● **INSTRUÇÃO**:
Você pode devolver os registros abaixo, todos eles, linha por linha e sem nenhuma alteração, deixando de fora as imagens?

Trechos de dados de rotulagem de localização
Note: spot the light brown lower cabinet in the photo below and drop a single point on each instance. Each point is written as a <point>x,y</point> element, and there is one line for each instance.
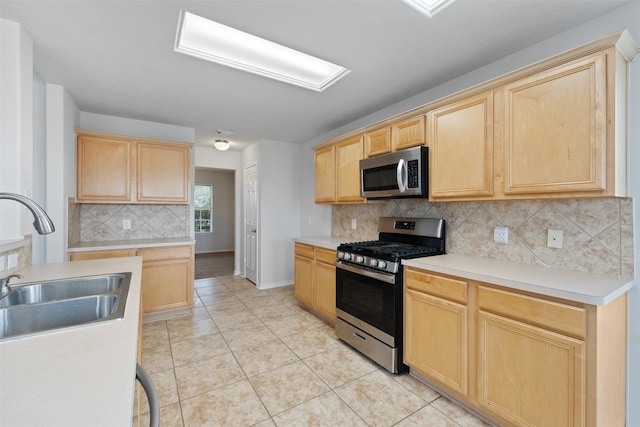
<point>167,274</point>
<point>315,280</point>
<point>517,359</point>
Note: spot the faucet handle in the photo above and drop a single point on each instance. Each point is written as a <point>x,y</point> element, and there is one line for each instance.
<point>4,282</point>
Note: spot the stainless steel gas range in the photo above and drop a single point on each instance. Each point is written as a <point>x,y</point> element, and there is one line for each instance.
<point>369,286</point>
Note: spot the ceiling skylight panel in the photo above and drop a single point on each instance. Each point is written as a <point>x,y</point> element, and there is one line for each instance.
<point>215,42</point>
<point>428,7</point>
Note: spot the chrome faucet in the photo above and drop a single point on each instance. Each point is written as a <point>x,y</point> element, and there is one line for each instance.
<point>42,223</point>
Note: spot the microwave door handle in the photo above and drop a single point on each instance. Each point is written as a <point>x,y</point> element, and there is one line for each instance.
<point>401,175</point>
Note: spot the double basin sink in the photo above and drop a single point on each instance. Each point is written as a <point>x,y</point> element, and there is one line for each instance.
<point>37,307</point>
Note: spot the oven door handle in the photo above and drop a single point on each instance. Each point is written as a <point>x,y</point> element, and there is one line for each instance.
<point>387,278</point>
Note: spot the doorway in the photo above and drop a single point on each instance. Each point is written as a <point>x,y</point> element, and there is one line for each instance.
<point>216,264</point>
<point>214,229</point>
<point>251,223</point>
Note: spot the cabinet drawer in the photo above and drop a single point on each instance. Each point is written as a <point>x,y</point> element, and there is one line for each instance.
<point>304,250</point>
<point>325,255</point>
<point>440,286</point>
<point>170,252</point>
<point>556,316</point>
<point>115,253</point>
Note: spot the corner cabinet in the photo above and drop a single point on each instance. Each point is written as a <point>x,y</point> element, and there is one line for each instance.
<point>167,278</point>
<point>517,358</point>
<point>557,121</point>
<point>325,166</point>
<point>315,280</point>
<point>128,170</point>
<point>348,155</point>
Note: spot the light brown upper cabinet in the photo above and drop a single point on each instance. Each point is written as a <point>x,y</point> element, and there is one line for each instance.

● **RESPOSTA**:
Note: spot the light brown lower cabinet in the photo below and drop a single point on each instance. Each point is written as a <point>x,y</point> element, and there is one line for each instance.
<point>167,274</point>
<point>315,280</point>
<point>517,359</point>
Note: spot the faucet handle in the photo above and drop a single point on each instance. Each point is written as a <point>x,y</point> element, and there is one line for each instance.
<point>4,282</point>
Note: spot the stainless steel gas range in the photo above and drop a single point on each instance. Each point is written as a <point>x,y</point> element, and there is one line for each instance.
<point>369,286</point>
Note: spot the ceiling skylight panel in the photo above and drop a single point on each instance. Each point is written as a <point>x,y</point> element, and there is one line for each instance.
<point>215,42</point>
<point>428,7</point>
Note: spot the chrome faucet in the photo above and drop a single point on each instance. Each point is written as a <point>x,y</point> element, and there is one line for each instance.
<point>42,223</point>
Note: spot the microwave door handle in the photo above and drop a single point on each instance. Each point is written as a <point>x,y</point> element, and there is one line for each instance.
<point>401,175</point>
Note: spot the double basin sink in the photo above and drop a single point on each instance. Each point is written as a <point>x,y</point> element, and there is one line for each instance.
<point>37,307</point>
Note: spot the oven door handle in the photo above and drop a single point on each instance. Each point is written as a <point>x,y</point> element, and there is one line for each instance.
<point>387,278</point>
Note: spot the doorway in the photo above and drop a single point on each instance. Each point is written as a <point>x,y</point> element, and there is one line for each instance.
<point>216,264</point>
<point>214,229</point>
<point>251,223</point>
Note: spot the cabinet drawer in the photo above and drop a single point on each instance. Each point is written as a <point>x,y</point> element, and there is one line for each instance.
<point>304,250</point>
<point>325,255</point>
<point>440,286</point>
<point>170,252</point>
<point>556,316</point>
<point>115,253</point>
Note: spot the corner cabinet in the photo above and drop a single point on each instance. Each point is written as a <point>x,y</point> element, and there is one line for each instance.
<point>167,278</point>
<point>517,358</point>
<point>557,121</point>
<point>325,166</point>
<point>315,280</point>
<point>128,170</point>
<point>348,155</point>
Note: spot the light brown upper cabinet in the photo above and drop a single point on each instance. Each point is written as a <point>x,y</point> element, and there is one line for each instance.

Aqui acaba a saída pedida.